**Reading passage:**
We carried out this work as part of the Vaccine Data CoLab, which improves vaccine uptake by strengthening health data systems and data-based decision-making processes. These findings from Indonesia underline the Vaccine Data CoLab’s wider learning, from its portfolios in Nigeria and Uganda, about the importance of working with local realities (from overworked health workers to unreliable power supply) and taking a systems approach which connects people and ideas at national, local, and global levels.

Countries like Indonesia, Nigeria and Uganda are trialling a variety of innovative approaches, enhancing their policy and legislative frameworks, and developing or implementing long-term plans for digitisation. However, for those interventions to be brought to life at the local level, holistic wrap-around support which considers all possible barriers to change, but which flexes to meet a diversity of contexts, is key. We see behavioural insights as a potential route to connect national decision-making with the local realities which drive vaccine behaviour, enhancing the effectiveness of nationally-driven vaccination programmes.

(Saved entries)
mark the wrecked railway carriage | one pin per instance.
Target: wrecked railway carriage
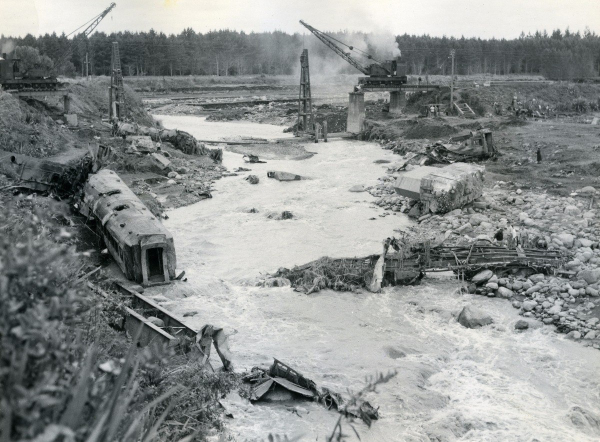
(139, 243)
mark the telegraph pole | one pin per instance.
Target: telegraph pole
(452, 54)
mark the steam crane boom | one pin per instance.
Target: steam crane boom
(380, 75)
(335, 48)
(97, 20)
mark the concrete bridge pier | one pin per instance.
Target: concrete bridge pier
(397, 102)
(356, 112)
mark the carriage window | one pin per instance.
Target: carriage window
(154, 261)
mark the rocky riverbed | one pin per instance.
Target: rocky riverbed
(569, 300)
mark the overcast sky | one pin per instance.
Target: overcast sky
(491, 18)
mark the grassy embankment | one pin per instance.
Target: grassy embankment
(66, 370)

**Task item:** Continue the text about the Vaccine Data CoLab's work in Indonesia from the point where it stops. The listing has no connection to the text about the Vaccine Data CoLab's work in Indonesia.

**Answer to this exercise:**
What’s next

We believe that these learnings can be transferred to neighbouring efforts to boost the overall uptake of child immunisation, or other health-related responses more broadly. In countries like Indonesia, such findings could be extremely valuable because immunisation remains one of the most effective public health interventions that is estimated to avert between 4 – 5 million deaths globally each year. If implemented on a national scale, our intervention would have resulted in an additional 84 million eligible individuals getting vaccinated compared to merely providing access to the vaccines alone. Given the availability of funding, we would love to run this intervention at a larger scale, working with the community and government to tackle other vaccine uptake challenges, like HPV. However, the ‘million dollar project’ would be not just to run a behavioural insights project, but work more with the Indonesian government. We want to build these behavioural insights approaches into the heart of health and healthcare policy and service design, integrating with the significant expertise and incredible determination we saw in our partners in the Indonesian healthcare system. If that sounds like what you want as well, please get in touch with us here.

The answer to the question at the beginning of this blog:

As of October 2023, the WHO assigns Greek labels for five variants of concern, namely Alpha, Beta, Gamma, Delta, and Omicron. In reality, SARS-CoV-2 was identified to have thousands of distinct genome variants.